--- START OF Records shown ---

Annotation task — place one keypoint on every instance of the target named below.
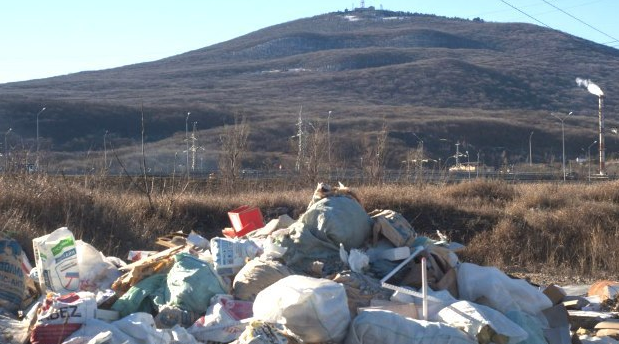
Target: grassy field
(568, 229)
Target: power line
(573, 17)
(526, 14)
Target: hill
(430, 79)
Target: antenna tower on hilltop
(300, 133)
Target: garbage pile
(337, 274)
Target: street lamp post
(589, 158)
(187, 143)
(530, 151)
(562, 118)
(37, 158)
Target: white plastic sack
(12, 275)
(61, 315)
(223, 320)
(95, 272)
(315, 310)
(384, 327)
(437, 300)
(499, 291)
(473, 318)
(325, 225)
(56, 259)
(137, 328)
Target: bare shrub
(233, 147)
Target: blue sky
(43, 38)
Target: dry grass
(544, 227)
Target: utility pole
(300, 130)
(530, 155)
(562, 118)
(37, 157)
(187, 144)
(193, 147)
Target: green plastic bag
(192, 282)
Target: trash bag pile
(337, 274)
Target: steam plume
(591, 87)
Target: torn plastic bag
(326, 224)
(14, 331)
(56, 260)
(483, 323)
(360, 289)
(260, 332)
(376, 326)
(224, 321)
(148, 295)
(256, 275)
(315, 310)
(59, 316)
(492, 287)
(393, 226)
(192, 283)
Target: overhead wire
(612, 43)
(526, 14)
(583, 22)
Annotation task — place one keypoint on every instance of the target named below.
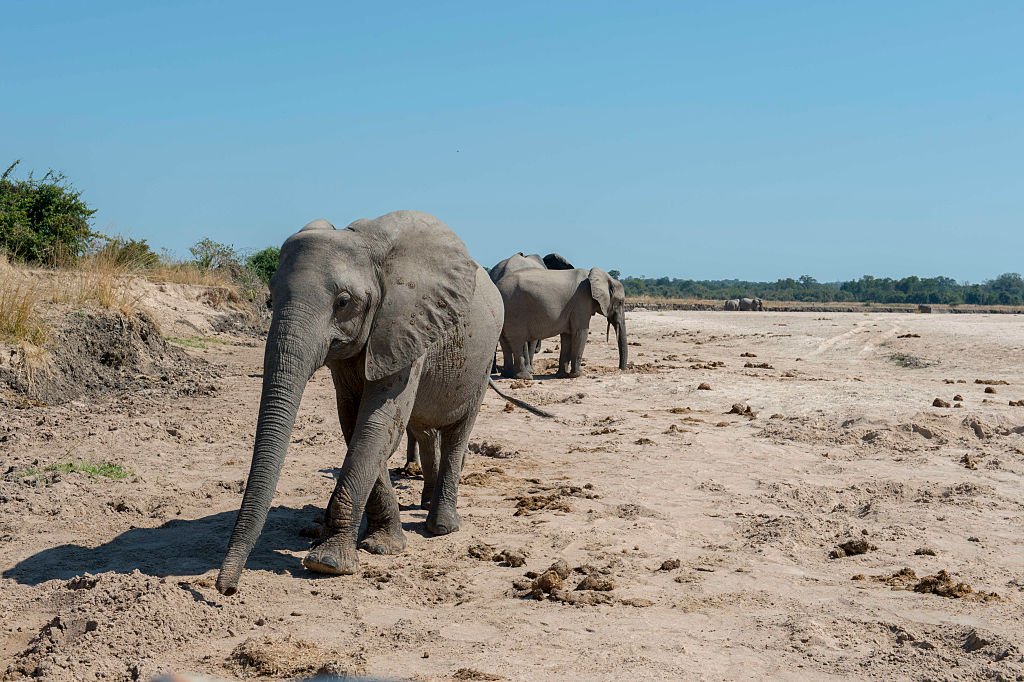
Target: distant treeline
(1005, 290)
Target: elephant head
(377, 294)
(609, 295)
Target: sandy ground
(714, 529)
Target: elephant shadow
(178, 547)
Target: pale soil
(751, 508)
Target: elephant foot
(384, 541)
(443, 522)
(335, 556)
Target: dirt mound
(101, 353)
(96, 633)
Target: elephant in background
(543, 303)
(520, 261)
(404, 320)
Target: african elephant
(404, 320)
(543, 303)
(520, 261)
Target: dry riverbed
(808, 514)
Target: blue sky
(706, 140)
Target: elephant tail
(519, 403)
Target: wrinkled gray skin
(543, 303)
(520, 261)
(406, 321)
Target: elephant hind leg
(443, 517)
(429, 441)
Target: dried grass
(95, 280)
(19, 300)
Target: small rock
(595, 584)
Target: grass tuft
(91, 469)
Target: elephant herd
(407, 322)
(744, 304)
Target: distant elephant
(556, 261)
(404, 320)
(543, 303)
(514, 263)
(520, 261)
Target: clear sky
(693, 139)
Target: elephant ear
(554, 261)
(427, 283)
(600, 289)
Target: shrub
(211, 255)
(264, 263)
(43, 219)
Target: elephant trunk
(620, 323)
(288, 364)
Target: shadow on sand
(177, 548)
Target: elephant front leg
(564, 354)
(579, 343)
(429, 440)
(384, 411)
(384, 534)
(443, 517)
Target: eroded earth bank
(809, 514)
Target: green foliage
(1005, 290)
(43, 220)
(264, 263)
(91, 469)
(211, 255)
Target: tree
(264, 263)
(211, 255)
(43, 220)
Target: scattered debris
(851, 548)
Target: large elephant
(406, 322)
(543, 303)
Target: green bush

--- END OF Records shown ---
--- START OF Records shown ---

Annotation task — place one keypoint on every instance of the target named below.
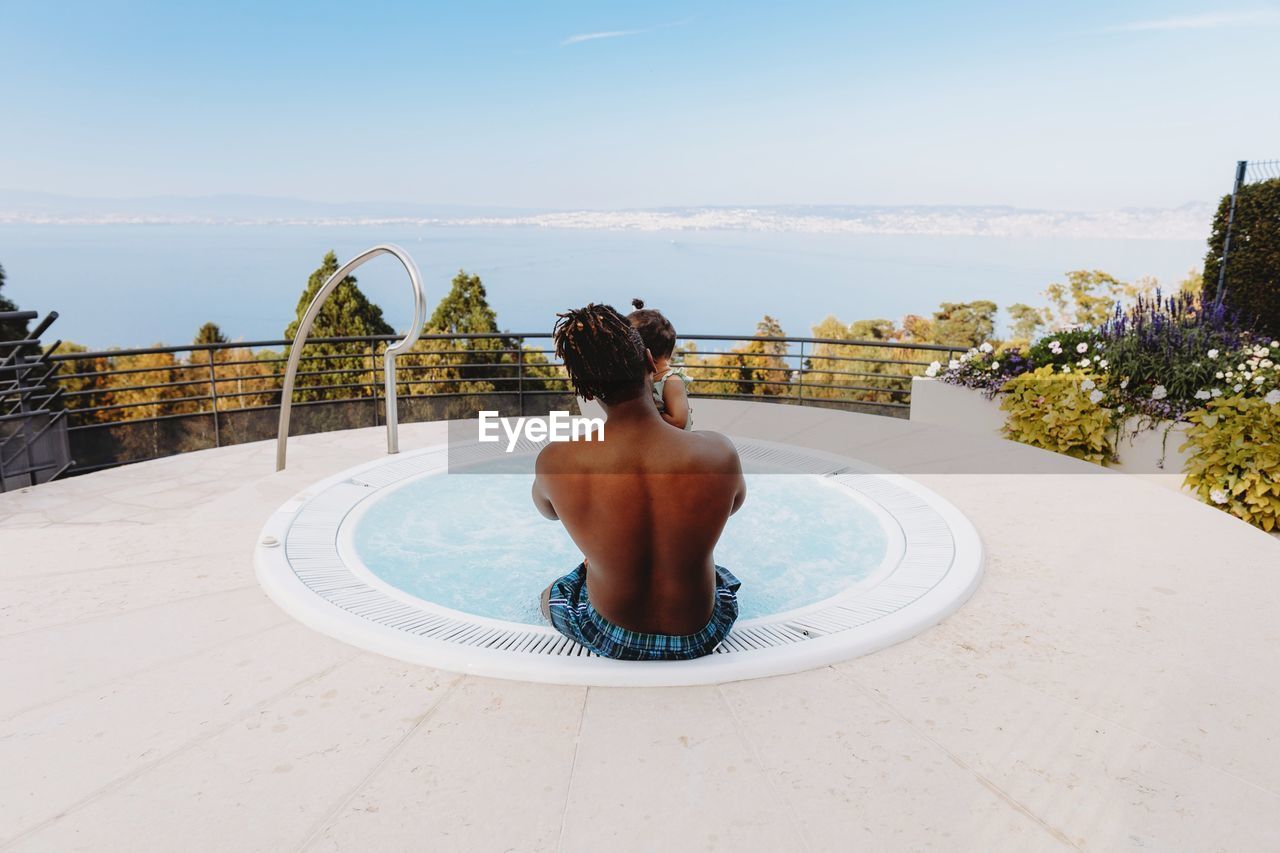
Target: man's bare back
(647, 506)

--- END OF Records shown ---
--- START OF Records shown ---

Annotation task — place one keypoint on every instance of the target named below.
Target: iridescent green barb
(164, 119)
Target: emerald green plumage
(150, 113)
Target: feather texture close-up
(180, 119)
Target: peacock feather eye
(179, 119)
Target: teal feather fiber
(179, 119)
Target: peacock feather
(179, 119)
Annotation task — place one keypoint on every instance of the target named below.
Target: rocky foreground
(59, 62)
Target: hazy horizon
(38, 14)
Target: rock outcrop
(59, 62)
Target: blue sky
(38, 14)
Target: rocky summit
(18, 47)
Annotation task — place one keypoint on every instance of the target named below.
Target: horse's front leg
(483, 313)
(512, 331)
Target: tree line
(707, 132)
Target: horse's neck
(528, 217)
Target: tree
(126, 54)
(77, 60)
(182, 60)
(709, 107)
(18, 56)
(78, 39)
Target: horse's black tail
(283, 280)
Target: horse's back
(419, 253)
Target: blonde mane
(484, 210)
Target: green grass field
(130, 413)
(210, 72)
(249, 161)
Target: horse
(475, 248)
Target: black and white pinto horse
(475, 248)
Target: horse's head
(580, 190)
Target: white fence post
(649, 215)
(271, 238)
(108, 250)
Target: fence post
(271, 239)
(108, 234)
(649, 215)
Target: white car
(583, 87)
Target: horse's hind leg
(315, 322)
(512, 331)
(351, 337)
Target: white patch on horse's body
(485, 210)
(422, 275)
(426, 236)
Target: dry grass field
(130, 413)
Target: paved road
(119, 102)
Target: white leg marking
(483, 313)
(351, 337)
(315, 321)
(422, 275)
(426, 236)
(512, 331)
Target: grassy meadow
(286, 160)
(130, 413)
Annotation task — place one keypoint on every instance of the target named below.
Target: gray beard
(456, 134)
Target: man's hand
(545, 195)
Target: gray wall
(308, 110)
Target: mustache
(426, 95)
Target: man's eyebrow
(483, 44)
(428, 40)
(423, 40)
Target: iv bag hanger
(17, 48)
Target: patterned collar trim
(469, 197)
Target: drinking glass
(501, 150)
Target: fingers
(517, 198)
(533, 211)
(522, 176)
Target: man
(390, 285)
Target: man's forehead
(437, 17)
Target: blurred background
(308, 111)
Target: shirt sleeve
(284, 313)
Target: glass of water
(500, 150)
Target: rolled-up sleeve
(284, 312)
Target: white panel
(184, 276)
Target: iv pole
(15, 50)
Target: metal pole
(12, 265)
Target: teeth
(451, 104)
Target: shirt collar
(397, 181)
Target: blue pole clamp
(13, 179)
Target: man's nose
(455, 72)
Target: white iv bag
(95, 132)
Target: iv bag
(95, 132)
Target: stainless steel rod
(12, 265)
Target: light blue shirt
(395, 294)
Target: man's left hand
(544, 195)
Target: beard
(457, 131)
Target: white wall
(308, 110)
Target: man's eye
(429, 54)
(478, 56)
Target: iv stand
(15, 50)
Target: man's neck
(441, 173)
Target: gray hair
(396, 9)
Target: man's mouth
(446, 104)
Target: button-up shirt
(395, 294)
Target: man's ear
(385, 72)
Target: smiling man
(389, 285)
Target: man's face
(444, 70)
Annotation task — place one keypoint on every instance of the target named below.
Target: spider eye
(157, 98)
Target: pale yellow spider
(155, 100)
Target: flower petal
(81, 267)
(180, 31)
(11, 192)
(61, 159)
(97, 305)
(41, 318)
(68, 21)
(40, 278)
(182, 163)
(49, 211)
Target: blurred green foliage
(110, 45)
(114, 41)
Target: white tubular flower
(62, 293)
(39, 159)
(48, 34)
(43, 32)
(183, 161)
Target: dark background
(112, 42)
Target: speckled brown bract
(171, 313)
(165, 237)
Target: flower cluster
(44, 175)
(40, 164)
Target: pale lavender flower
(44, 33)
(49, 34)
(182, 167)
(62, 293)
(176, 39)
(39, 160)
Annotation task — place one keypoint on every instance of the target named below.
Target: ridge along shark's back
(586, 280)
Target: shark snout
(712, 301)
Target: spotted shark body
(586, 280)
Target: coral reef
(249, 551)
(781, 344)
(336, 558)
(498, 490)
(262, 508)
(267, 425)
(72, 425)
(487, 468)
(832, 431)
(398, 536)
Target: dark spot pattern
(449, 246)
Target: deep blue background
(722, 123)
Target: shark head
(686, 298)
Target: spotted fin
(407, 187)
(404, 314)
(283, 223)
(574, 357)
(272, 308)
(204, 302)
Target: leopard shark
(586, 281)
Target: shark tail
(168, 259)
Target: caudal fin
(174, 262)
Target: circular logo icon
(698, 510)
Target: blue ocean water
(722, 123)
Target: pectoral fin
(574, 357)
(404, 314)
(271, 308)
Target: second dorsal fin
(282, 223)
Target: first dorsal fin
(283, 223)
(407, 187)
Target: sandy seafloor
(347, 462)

--- END OF Records shown ---

- Written problem -
Please write out the records again, starting with the line that contains "Target: elephant ear" and going on through the line that contains "Target: green bush", keeping every line and shifting each coordinate in the answers up by 135.

- The solution -
Target: elephant ear
(689, 396)
(562, 418)
(735, 424)
Target: shrub
(346, 390)
(399, 398)
(178, 354)
Target: elephant trunk
(755, 458)
(423, 499)
Target: shadow on sand
(312, 683)
Target: elephant front leg
(699, 489)
(714, 478)
(564, 575)
(519, 546)
(519, 669)
(578, 652)
Target: eroded earth bank
(944, 649)
Target: green foliage
(1140, 425)
(178, 355)
(399, 398)
(226, 604)
(346, 390)
Target: tree
(399, 398)
(346, 390)
(178, 355)
Target: scattered debris
(986, 683)
Target: large elephant
(541, 457)
(678, 438)
Target: green bush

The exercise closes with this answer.